● **STATED GOAL**: Only the lines from the line holding "of the long" through the final line of the entries below are to be returned, exactly as they stand.

● **Saved entries**:
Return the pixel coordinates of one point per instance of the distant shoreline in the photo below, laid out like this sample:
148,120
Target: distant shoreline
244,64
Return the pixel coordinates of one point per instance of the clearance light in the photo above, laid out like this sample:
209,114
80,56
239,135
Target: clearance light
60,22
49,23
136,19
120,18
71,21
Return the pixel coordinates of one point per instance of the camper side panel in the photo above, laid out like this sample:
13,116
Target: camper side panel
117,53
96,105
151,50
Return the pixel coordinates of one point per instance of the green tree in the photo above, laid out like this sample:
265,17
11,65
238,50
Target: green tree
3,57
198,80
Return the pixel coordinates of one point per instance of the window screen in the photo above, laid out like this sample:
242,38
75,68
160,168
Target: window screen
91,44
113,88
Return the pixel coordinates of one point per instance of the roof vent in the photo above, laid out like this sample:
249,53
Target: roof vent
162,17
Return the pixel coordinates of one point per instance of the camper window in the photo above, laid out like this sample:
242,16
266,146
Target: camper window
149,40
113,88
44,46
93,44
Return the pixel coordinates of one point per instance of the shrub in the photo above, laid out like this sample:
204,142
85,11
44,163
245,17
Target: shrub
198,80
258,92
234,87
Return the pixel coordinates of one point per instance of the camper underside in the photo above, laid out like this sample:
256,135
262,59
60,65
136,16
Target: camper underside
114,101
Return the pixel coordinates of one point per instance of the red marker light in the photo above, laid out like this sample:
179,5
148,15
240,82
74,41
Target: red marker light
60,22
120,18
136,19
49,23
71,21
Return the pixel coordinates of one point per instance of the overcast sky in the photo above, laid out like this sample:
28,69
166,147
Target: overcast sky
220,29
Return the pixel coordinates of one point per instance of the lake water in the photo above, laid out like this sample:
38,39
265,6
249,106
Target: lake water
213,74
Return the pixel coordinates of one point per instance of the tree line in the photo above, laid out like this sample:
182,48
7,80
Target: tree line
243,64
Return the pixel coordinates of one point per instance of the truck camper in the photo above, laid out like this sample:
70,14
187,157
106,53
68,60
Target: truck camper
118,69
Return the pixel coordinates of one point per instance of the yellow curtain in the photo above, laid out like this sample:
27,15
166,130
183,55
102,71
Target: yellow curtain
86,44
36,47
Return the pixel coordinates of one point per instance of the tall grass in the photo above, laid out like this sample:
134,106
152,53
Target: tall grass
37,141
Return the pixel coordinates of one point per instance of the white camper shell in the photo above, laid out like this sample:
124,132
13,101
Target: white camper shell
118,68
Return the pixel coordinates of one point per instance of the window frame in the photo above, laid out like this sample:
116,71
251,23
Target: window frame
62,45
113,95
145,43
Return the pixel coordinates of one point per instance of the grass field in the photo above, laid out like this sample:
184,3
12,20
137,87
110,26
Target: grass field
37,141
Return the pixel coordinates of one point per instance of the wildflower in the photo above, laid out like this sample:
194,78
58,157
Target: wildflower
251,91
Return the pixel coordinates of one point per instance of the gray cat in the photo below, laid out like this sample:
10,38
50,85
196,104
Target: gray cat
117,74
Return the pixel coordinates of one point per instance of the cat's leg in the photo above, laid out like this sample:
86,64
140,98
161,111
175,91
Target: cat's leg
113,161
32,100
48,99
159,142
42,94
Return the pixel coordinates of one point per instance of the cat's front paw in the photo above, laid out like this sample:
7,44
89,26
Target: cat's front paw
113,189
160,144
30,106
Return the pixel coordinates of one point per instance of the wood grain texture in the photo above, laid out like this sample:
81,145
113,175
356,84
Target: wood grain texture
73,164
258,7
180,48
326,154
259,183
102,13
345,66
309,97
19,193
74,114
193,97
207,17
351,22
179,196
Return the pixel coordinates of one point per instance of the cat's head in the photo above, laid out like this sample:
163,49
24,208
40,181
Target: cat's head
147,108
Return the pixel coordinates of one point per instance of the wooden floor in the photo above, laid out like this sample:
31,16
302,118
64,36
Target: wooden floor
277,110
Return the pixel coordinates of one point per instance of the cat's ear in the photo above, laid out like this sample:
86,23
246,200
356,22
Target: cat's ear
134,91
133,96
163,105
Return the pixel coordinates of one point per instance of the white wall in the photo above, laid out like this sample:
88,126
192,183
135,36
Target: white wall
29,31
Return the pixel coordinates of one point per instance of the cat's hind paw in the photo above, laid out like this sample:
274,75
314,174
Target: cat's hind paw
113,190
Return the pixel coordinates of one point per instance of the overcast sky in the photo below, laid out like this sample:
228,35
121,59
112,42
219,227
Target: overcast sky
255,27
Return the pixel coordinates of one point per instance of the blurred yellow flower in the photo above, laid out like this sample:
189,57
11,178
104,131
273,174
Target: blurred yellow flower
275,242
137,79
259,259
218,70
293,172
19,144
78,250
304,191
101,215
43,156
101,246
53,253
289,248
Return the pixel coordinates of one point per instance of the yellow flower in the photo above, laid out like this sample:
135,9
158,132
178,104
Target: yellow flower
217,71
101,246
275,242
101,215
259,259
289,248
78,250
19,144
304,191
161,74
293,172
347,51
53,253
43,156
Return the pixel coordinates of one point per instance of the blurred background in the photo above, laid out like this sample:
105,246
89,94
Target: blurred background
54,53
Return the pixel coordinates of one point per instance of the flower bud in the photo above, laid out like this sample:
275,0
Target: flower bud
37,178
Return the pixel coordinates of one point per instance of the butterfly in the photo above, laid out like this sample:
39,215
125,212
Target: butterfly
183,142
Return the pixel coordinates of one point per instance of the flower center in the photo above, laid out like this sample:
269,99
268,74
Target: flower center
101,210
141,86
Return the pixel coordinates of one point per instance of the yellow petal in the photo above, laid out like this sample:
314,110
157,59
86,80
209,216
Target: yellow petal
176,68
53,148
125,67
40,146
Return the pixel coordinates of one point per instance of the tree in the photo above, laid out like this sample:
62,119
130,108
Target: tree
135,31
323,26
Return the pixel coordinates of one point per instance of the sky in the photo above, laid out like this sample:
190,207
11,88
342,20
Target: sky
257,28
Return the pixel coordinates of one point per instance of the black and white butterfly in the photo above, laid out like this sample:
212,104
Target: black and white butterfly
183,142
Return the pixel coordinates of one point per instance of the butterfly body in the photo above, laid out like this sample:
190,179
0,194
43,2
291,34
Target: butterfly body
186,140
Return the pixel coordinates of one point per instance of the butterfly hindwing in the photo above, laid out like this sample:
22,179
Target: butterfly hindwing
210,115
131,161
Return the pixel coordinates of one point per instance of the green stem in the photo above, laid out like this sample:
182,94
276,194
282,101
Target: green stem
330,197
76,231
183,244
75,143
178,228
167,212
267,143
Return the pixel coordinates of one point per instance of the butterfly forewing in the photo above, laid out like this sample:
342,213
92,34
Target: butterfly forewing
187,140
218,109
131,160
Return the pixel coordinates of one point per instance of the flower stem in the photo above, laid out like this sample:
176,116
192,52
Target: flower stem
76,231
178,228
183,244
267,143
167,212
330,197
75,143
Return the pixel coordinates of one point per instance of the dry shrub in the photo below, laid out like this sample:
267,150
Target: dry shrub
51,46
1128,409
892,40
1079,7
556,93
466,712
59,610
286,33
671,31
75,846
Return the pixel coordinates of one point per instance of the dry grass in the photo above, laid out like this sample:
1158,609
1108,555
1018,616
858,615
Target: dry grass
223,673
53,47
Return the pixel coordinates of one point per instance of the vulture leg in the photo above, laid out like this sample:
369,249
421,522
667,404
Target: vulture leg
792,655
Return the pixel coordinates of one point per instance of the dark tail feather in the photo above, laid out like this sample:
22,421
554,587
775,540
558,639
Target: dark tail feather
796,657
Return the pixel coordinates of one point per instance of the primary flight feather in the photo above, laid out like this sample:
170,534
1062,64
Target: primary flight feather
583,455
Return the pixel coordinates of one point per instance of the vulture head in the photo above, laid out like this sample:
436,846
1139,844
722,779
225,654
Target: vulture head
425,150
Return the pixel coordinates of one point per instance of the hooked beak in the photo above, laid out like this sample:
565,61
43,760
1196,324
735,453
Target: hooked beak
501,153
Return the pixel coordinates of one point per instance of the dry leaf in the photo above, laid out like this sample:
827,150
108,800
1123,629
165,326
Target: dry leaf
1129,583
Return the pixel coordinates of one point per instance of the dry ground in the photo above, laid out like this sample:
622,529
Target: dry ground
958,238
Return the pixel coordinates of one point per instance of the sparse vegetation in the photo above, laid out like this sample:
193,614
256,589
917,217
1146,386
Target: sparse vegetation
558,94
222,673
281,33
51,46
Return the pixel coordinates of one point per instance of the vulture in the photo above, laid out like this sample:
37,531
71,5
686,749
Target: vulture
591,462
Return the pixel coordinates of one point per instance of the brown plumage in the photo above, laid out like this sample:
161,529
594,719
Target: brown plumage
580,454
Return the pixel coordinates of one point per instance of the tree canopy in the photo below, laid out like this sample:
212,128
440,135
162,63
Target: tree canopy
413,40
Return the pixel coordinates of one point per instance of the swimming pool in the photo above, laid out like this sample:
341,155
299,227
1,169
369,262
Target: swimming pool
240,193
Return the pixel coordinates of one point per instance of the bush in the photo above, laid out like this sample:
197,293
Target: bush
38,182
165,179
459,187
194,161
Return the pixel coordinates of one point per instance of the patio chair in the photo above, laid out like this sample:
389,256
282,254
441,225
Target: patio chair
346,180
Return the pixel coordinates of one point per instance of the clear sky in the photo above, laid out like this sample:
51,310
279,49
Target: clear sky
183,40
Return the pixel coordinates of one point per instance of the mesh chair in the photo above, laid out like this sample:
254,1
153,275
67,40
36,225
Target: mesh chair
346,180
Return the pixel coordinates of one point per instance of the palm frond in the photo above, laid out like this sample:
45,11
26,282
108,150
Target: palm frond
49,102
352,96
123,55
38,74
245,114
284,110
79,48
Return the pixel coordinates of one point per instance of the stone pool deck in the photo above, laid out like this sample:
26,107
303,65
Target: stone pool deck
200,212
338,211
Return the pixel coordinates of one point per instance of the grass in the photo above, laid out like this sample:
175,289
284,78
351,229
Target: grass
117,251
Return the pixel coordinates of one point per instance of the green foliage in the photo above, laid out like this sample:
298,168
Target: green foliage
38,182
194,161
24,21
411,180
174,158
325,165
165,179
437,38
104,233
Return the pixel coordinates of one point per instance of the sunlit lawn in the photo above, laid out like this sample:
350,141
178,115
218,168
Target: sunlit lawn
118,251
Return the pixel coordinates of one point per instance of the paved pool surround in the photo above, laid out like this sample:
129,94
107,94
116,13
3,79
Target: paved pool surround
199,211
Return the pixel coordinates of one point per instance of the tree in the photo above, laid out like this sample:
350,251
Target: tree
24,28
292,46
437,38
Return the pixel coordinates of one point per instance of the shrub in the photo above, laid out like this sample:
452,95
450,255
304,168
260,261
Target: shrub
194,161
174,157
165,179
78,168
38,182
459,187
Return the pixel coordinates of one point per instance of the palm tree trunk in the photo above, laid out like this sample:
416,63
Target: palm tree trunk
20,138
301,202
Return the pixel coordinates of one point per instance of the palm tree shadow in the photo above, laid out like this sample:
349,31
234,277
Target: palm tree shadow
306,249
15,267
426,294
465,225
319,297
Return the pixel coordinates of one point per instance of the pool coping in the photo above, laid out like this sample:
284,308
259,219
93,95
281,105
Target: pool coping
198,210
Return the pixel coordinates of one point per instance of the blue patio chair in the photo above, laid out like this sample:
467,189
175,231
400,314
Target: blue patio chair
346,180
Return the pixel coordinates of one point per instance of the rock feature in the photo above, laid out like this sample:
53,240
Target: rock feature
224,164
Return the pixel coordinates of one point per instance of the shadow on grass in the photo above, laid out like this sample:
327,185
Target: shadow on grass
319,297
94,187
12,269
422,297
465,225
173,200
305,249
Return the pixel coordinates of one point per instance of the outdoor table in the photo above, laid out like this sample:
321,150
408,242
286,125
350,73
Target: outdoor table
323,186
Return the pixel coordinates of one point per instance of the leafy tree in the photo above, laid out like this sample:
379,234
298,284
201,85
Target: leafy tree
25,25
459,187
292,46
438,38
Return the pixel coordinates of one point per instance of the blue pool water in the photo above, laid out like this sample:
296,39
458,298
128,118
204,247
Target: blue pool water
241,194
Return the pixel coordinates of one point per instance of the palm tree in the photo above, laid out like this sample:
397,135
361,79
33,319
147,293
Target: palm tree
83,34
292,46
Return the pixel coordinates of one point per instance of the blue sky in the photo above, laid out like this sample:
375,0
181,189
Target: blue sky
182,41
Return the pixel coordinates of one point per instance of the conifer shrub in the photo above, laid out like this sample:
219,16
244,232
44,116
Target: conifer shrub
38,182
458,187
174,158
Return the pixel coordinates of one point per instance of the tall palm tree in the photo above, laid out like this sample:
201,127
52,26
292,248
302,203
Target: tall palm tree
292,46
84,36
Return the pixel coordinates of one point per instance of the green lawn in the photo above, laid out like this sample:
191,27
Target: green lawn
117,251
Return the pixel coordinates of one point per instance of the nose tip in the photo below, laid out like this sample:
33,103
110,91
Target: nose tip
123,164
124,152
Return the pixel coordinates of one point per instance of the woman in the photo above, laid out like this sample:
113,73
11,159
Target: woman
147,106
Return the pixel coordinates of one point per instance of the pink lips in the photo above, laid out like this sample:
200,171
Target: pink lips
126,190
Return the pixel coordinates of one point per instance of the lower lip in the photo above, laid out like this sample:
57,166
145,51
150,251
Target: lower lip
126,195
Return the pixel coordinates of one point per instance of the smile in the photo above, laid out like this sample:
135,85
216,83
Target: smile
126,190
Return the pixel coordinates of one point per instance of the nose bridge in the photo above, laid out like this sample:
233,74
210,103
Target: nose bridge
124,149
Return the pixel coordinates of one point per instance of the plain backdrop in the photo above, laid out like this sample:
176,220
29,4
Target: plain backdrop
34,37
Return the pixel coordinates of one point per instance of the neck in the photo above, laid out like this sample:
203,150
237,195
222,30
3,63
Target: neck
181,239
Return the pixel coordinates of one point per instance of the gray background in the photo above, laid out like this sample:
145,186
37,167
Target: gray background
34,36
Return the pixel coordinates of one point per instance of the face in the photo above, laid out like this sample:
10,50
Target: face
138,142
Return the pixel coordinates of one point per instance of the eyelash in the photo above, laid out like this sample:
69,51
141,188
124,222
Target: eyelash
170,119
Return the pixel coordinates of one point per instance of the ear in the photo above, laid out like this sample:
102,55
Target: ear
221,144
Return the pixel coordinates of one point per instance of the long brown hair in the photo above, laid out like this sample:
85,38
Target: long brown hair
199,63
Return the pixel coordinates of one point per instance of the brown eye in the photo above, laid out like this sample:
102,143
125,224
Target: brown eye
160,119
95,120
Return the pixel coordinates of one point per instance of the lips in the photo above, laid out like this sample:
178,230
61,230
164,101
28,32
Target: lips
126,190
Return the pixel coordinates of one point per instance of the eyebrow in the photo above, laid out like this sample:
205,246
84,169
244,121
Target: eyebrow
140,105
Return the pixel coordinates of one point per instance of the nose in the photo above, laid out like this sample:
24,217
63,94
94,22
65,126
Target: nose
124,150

● **RIGHT ANSWER**:
Return the pixel coordinates of one point per instance of the long brown hair in the photo above, laid out like this sample:
85,38
Target: long brown hair
199,63
Return the pixel coordinates of one point per instance of the brown eye in the photo above, laid out like this sample:
102,143
125,224
Target: brown eye
160,119
95,120
Return the pixel coordinates of one point per instance of the lips in the photo above, laid out like this sample:
178,230
61,230
164,101
28,32
Target: lips
126,190
Return the pixel coordinates of one point per instance of the eyebrow in the photo above, laid out like this sample:
205,246
84,169
244,121
Target: eyebrow
140,105
Return the pixel coordinates of one point per instance of the nose in the photo above, laid out like this sample:
24,217
63,94
94,22
65,126
Target: nose
124,150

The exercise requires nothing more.